***** Record excerpts *****

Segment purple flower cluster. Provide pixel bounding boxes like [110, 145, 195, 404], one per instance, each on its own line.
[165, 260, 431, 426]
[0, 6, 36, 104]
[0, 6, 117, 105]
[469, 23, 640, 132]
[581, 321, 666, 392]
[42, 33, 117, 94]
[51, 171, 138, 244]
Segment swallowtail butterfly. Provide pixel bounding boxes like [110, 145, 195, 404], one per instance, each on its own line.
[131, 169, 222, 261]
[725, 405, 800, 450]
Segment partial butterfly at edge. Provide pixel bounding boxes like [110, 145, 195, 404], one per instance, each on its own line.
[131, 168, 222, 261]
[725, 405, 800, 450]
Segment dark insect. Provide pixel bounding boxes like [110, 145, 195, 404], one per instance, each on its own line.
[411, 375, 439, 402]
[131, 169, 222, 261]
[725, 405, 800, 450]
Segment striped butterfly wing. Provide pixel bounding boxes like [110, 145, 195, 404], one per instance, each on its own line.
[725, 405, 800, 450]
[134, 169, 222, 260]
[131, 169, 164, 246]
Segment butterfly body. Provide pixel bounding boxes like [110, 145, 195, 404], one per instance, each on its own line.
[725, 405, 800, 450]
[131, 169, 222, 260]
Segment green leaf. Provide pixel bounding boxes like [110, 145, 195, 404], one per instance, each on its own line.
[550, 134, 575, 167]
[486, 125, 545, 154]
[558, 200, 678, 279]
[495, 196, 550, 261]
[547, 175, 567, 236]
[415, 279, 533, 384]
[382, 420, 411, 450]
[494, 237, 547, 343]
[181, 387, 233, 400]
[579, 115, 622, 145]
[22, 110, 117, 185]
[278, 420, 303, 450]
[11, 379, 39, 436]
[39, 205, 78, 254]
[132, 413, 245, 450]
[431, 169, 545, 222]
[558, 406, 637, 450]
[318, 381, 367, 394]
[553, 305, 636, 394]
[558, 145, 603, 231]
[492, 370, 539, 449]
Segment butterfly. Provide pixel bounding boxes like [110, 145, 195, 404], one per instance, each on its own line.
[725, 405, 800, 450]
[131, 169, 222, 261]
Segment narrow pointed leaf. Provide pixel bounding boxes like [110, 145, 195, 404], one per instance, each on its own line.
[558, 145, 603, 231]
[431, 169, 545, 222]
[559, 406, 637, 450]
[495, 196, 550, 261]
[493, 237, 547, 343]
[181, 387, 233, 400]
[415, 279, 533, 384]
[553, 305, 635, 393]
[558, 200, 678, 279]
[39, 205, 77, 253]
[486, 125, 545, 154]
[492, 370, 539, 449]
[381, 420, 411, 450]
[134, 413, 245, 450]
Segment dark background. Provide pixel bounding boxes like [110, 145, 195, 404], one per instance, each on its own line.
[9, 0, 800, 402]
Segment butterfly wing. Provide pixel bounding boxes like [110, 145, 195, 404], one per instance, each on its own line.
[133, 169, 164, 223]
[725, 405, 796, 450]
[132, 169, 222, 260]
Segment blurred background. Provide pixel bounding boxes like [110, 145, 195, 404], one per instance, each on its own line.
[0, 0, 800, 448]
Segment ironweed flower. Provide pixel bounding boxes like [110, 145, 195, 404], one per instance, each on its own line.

*****

§ Goal
Print the entire listing above again, line for line, without changing anything.

§ Answer for this exercise
Segment purple flower cluster. Provide pixel bounding boxes like [110, 145, 195, 404], one per instance, each on its own line.
[165, 260, 431, 426]
[0, 6, 36, 104]
[0, 6, 117, 105]
[469, 23, 640, 132]
[581, 321, 666, 392]
[42, 33, 117, 94]
[51, 171, 138, 244]
Segment swallowtail butterfly. Provide pixel bounding boxes like [110, 145, 195, 404], one per instance, each on its own line.
[131, 169, 222, 261]
[725, 405, 800, 450]
Segment partial butterfly at edge. Provide pixel bounding boxes like [110, 145, 195, 404], one per instance, each on its own line.
[131, 168, 222, 261]
[725, 405, 800, 450]
Segment dark insect. Provide pixel bounding boxes like [110, 145, 195, 404], one per instance, each on its own line.
[411, 375, 439, 402]
[131, 169, 222, 261]
[725, 405, 800, 450]
Segment striped butterfly wing. Provide pixel bounding boxes like [110, 145, 195, 404], one per instance, each on its own line.
[725, 405, 800, 450]
[134, 169, 222, 260]
[131, 169, 164, 246]
Segment butterfly body. Provide pixel bounding boxes like [110, 145, 195, 404], one per instance, each on its own line.
[725, 405, 800, 450]
[131, 169, 222, 260]
Segment green leaf. Provide pixel bounding boxes like [110, 145, 195, 404], one per instance, each on its own line.
[550, 134, 575, 167]
[486, 125, 545, 154]
[558, 200, 678, 279]
[495, 196, 550, 261]
[547, 175, 567, 236]
[415, 279, 533, 384]
[382, 420, 411, 450]
[494, 237, 547, 343]
[181, 387, 233, 400]
[579, 115, 622, 145]
[22, 110, 117, 185]
[278, 420, 303, 450]
[11, 379, 39, 436]
[39, 205, 78, 254]
[132, 413, 245, 450]
[431, 169, 545, 222]
[558, 406, 637, 450]
[318, 381, 367, 394]
[553, 305, 636, 394]
[558, 145, 603, 231]
[492, 370, 539, 449]
Segment butterfly. Provide pixel bounding boxes like [110, 145, 195, 404], one per instance, each on its own line.
[725, 405, 800, 450]
[131, 169, 222, 261]
Segment narrow pointed leaf. Provide pixel bounding boxes like [110, 145, 195, 404], one per instance, each on its own line.
[558, 145, 603, 231]
[431, 169, 545, 222]
[559, 406, 637, 450]
[495, 196, 550, 261]
[493, 237, 547, 343]
[181, 387, 233, 400]
[415, 279, 533, 384]
[553, 305, 635, 393]
[558, 200, 678, 279]
[39, 205, 77, 253]
[486, 125, 545, 154]
[492, 370, 539, 449]
[381, 420, 411, 450]
[134, 413, 245, 450]
Segment dark background. Provide pixel bounding boxes like [110, 145, 195, 404], one per instance, each on its own line.
[9, 0, 800, 402]
Segment butterfly wing. Provide pixel bounding boxes like [110, 145, 195, 404], one per instance, each on its own line.
[133, 169, 164, 223]
[725, 405, 796, 450]
[132, 169, 222, 260]
Segment blurred background. Provide pixel bounding boxes like [110, 145, 195, 404], one per instance, each on its own line.
[0, 0, 800, 448]
Segment ironweed flower. Provide pixel bounding boxes like [110, 145, 195, 404], one per instance, each on its own line.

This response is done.